WASHINGTON — The US House and Senate armed services committees are working to identify $5 billion to cut from the defense budget as part of a larger budget pact between Congress and the White House, leaving procurement programs vulnerable to reductions.
The Pentagon will get nearly everything it wanted in the budget deal — minus but $5 billion — leaving defense watchers to speculate how the revised and rewritten policy bill will play out.
Reacting to the runaway aerostat in the news Wednesday, Kingston Reif, of the Washington-based Arms Control Association, tweeted out: "To appropriators looking to find part of that $5 billion in savings to meet revised [budget caps]: FY16 request for JLENS exercise is $40.6 million."
Key authorizers have yet to publicly name the source of the cuts. Echoing SASC Chair Sen. John McCain, R-Ariz., who on Tuesday could not say where the cuts would come from, HASC Chairman Rep. Mac Thornberry, R-Texas, said lawmakers are still working on the answers.
"It will come out of muscle, there isn't just fat you can chip away and say this doesn't matter, it will matter, it will be significant," Thornberry told reporters Wednesday. "It will be a $5 billion reduction in the spending that is authorized and that was the agreement, which I support."

Dataset excerpt:
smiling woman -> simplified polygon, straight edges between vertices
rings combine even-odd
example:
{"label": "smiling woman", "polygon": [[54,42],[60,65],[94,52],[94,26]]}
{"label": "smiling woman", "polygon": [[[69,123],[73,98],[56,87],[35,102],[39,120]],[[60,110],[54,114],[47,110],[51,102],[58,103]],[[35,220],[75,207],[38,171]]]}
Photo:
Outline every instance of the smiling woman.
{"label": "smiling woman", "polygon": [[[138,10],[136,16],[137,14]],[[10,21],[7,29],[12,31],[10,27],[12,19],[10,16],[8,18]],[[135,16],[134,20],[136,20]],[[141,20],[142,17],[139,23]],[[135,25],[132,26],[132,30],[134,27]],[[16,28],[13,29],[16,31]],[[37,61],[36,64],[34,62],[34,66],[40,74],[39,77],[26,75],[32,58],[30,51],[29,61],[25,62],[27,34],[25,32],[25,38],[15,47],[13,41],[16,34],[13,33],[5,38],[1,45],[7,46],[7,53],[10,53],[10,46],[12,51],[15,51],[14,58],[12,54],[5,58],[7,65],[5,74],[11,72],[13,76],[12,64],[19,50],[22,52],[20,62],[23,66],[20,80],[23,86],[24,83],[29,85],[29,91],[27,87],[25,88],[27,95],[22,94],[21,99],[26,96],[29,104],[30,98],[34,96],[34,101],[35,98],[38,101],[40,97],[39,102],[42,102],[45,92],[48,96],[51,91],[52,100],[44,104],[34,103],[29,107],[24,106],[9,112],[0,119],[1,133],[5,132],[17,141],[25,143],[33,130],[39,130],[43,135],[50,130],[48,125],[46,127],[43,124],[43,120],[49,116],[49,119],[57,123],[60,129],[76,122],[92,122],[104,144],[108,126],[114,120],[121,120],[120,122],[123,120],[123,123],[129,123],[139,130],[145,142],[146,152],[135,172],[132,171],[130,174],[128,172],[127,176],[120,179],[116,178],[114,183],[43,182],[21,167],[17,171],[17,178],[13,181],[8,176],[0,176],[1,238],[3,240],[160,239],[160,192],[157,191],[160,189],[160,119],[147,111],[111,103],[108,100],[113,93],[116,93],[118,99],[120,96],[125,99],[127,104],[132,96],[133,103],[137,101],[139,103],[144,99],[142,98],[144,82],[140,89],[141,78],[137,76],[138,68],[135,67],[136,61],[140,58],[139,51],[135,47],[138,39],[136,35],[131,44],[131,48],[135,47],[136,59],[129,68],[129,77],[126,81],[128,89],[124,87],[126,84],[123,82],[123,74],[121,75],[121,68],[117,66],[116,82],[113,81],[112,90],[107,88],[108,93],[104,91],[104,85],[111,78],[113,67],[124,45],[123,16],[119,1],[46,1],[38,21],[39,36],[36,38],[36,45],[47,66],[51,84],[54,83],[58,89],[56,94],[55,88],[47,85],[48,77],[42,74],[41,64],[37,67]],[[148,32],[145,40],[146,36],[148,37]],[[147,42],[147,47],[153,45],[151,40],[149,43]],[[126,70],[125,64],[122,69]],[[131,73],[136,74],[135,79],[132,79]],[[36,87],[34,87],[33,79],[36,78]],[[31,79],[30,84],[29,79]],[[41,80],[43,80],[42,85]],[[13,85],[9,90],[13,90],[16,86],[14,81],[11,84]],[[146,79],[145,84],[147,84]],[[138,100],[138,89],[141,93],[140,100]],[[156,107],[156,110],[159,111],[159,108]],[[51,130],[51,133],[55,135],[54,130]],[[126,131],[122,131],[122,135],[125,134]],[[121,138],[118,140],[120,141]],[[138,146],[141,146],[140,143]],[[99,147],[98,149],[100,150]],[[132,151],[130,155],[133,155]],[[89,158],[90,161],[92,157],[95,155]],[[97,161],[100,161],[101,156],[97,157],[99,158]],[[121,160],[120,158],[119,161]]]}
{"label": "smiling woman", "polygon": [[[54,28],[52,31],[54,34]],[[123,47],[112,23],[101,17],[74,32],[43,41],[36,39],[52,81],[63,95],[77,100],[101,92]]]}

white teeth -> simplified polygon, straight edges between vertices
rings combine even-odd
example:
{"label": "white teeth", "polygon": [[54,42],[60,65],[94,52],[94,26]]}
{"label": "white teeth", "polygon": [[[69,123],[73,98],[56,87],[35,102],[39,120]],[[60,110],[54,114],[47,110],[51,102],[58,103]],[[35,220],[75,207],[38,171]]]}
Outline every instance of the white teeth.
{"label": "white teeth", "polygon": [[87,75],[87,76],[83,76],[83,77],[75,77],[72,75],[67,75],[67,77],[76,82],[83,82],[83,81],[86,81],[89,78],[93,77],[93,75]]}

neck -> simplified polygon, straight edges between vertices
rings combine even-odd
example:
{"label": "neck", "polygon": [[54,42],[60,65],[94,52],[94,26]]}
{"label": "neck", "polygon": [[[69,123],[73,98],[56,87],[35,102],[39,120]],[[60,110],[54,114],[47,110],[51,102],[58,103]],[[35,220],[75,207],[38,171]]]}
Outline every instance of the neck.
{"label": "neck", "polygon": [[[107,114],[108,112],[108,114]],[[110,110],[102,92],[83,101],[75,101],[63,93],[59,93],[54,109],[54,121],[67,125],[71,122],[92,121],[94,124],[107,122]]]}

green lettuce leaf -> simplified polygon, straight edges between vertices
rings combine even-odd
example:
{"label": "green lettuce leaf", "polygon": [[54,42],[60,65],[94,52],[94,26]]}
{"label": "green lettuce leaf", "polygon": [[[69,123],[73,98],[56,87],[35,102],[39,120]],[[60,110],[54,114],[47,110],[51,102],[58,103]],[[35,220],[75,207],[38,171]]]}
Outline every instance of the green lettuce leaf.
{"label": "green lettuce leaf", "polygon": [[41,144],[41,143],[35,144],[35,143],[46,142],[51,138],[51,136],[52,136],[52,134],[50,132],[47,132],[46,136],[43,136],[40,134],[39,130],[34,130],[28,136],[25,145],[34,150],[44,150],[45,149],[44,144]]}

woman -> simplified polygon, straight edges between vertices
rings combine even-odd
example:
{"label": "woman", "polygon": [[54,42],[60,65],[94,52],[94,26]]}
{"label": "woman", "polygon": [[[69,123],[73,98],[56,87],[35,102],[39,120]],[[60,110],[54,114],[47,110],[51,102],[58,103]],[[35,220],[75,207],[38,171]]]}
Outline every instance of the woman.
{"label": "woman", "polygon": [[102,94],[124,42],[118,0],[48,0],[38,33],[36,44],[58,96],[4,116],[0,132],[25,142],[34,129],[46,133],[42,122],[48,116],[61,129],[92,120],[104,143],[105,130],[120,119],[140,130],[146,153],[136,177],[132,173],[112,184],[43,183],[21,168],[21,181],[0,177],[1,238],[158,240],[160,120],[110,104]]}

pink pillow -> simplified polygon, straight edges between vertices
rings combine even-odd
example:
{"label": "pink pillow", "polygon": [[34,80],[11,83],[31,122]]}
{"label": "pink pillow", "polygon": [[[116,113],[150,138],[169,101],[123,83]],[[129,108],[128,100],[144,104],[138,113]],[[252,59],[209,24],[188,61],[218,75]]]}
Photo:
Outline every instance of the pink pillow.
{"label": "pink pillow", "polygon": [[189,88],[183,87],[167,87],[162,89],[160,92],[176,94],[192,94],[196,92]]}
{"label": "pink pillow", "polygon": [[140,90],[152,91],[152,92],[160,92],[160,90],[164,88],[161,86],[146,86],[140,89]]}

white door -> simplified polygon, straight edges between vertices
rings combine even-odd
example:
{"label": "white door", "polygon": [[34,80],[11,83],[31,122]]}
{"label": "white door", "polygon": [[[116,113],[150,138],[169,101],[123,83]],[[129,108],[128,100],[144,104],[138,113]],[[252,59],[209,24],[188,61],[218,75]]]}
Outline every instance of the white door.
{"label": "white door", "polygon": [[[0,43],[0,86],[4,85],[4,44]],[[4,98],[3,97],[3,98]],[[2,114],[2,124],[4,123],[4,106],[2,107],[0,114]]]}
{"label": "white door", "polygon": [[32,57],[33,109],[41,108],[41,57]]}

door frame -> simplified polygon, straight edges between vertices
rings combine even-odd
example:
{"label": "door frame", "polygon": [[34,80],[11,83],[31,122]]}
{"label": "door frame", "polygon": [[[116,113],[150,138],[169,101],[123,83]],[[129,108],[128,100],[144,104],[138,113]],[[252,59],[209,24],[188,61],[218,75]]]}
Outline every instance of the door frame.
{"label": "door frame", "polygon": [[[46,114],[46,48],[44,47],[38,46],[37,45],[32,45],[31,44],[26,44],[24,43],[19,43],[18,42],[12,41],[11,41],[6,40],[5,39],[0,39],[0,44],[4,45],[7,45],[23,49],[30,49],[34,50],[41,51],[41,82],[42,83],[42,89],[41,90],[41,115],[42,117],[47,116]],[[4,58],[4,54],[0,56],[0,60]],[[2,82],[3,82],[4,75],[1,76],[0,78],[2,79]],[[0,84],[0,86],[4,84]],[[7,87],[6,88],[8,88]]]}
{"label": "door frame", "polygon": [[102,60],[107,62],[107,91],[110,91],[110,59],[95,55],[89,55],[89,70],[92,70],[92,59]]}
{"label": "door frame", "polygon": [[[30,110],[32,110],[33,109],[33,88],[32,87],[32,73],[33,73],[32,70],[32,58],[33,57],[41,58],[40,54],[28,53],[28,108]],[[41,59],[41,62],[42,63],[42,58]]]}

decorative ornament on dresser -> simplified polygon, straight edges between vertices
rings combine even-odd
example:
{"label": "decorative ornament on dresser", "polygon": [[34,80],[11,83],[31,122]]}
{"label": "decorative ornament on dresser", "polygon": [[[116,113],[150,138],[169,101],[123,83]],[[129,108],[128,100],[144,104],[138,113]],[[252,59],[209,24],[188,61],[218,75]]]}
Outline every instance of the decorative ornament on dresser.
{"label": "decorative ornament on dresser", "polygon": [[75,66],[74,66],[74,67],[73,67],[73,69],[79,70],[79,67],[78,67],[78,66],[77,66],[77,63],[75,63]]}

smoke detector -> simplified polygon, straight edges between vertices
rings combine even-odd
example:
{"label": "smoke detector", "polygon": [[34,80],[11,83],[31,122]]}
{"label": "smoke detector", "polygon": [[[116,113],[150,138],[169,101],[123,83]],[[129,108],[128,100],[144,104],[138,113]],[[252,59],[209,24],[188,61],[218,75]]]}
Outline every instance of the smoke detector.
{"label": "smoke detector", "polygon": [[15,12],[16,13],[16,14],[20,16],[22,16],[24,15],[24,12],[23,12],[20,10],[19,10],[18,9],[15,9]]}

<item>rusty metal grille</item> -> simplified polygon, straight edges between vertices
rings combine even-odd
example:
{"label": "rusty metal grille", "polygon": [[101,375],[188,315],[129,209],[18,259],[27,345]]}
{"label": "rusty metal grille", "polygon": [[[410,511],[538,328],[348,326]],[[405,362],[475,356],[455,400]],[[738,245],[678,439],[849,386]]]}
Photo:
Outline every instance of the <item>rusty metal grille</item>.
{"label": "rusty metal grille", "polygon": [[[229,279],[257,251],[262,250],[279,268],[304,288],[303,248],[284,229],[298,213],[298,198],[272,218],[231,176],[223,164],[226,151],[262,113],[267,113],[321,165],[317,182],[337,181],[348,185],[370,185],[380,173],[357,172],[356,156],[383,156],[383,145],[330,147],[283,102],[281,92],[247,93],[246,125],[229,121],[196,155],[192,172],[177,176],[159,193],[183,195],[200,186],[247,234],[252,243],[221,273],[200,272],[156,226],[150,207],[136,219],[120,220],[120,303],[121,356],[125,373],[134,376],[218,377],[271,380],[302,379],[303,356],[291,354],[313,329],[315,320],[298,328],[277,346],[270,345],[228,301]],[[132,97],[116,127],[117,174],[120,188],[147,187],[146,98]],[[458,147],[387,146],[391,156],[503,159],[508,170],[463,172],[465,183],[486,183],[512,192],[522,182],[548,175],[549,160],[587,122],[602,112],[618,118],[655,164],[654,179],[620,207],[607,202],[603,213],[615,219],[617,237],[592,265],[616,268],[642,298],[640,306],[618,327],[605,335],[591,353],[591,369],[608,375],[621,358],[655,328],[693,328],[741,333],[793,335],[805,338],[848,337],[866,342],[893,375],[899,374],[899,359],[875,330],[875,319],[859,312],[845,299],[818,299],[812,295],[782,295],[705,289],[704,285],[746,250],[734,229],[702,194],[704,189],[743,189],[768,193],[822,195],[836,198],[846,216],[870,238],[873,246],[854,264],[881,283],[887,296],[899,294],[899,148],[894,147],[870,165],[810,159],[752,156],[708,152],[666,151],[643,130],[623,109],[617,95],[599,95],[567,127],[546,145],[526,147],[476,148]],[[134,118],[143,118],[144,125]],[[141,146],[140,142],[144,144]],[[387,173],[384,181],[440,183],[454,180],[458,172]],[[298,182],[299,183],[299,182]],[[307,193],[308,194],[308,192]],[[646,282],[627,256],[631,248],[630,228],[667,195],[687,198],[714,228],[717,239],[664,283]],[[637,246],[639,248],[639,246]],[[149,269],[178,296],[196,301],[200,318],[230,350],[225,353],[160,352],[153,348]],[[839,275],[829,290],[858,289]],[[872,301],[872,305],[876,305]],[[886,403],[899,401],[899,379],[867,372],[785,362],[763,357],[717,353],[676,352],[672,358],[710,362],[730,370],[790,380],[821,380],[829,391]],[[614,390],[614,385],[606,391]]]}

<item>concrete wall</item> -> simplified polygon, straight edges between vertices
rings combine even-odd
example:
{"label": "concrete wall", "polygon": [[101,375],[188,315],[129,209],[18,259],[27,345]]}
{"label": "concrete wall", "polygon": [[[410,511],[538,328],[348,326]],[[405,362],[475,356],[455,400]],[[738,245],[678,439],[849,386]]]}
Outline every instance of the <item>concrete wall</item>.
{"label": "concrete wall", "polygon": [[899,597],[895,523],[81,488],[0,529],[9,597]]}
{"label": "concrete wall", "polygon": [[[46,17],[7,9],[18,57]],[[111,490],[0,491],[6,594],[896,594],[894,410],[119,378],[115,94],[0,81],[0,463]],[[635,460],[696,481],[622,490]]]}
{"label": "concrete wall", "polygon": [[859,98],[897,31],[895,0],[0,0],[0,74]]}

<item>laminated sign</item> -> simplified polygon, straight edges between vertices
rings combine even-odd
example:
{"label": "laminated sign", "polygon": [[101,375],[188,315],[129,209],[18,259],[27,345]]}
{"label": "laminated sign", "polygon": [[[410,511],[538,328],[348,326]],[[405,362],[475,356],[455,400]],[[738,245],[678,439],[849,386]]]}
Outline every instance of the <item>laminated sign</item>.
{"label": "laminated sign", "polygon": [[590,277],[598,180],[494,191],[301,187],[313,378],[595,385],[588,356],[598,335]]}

Challenges:
**A)** Retype the defense budget article between "Key authorizers have" and "on the answers.", inclusive.
**B)** According to the defense budget article, is each statement below true? Answer yes or no for each, and quote the words from the article that decide it.
(i) Mac Thornberry is the chairman of HASC.
(ii) Key authorizers have publicly named the source of the cuts.
(iii) The FY16 request for the JLENS exercise is $40.6 million.
**C)** In the defense budget article, which committees are working to identify the $5 billion to cut from the defense budget?

Responses per task:
**A)**
Key authorizers have yet to publicly name the source of the cuts. Echoing SASC Chair Sen. John McCain, R-Ariz., who on Tuesday could not say where the cuts would come from, HASC Chairman Rep. Mac Thornberry, R-Texas, said lawmakers are still working on the answers.

**B)**
(i) Yes: "HASC Chairman Rep. Mac Thornberry, R-Texas"
(ii) No: "Key authorizers have yet to publicly name the source of the cuts."
(iii) Yes: "FY16 request for JLENS exercise is $40.6 million."

**C)** The US House and Senate armed services committees.